··· Data for processing

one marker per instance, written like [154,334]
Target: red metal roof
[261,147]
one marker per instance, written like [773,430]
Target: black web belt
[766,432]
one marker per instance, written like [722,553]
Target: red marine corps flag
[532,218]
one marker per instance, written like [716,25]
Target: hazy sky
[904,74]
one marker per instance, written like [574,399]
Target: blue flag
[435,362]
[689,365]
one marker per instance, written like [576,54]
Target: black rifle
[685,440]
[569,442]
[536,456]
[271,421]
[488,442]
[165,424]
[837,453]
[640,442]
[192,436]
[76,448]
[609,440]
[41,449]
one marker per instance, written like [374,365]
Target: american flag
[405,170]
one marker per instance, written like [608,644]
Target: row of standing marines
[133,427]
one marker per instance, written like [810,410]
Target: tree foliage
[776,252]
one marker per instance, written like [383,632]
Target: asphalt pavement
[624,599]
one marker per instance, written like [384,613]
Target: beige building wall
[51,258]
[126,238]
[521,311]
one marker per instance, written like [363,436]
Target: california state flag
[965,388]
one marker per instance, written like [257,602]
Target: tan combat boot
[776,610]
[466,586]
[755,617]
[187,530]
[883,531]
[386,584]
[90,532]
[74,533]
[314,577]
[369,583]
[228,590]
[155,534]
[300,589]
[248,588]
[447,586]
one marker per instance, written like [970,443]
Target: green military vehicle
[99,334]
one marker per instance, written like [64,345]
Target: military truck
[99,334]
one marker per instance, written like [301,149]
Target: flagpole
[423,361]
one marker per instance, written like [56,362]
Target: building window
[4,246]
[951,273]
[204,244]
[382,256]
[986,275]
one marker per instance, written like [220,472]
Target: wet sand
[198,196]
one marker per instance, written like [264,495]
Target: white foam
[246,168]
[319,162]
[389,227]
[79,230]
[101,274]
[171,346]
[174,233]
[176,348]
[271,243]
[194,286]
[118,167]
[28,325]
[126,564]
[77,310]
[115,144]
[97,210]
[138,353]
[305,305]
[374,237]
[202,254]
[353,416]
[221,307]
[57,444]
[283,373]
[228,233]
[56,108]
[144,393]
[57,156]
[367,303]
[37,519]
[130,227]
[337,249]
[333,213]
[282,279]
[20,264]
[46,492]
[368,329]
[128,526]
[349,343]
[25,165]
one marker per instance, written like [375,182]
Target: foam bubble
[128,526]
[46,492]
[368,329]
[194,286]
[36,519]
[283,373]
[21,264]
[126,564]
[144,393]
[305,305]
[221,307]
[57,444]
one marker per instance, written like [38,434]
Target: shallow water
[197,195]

······
··· Data for processing

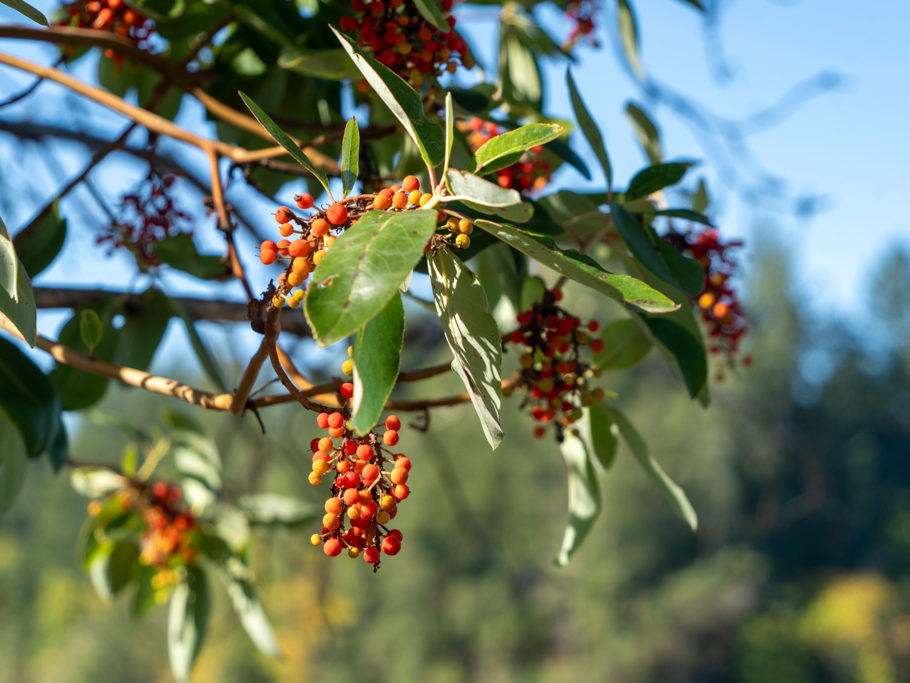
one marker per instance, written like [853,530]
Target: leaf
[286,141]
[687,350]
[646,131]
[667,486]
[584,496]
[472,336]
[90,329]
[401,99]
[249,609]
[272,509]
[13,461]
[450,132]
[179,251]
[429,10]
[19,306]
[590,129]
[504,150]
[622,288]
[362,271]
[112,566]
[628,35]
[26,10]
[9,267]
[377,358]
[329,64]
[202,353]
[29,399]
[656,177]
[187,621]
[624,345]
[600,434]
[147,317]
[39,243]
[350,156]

······

| Problem requirements |
Above is a listing; print exactly its lines from the one with "Target: black rifle" through the one with "one marker per instance, written like [257,602]", and no other lines.

| Answer section |
Target: black rifle
[685,440]
[569,442]
[536,456]
[271,421]
[488,442]
[165,424]
[837,453]
[640,442]
[192,436]
[76,448]
[609,440]
[41,449]
one marker per instance, written like [374,365]
Target: american flag
[405,170]
one marker per instance, written like [608,644]
Target: row of standing marines
[133,427]
one marker per instance, written like [810,410]
Target: tree foliage
[776,252]
one marker per instance, written like [383,632]
Target: asphalt pavement
[624,599]
one marker per instance, written like [384,613]
Target: beige building wall
[51,258]
[126,238]
[521,311]
one marker per instance, written like [363,436]
Target: california state flag
[965,388]
one marker per instance, written like [257,602]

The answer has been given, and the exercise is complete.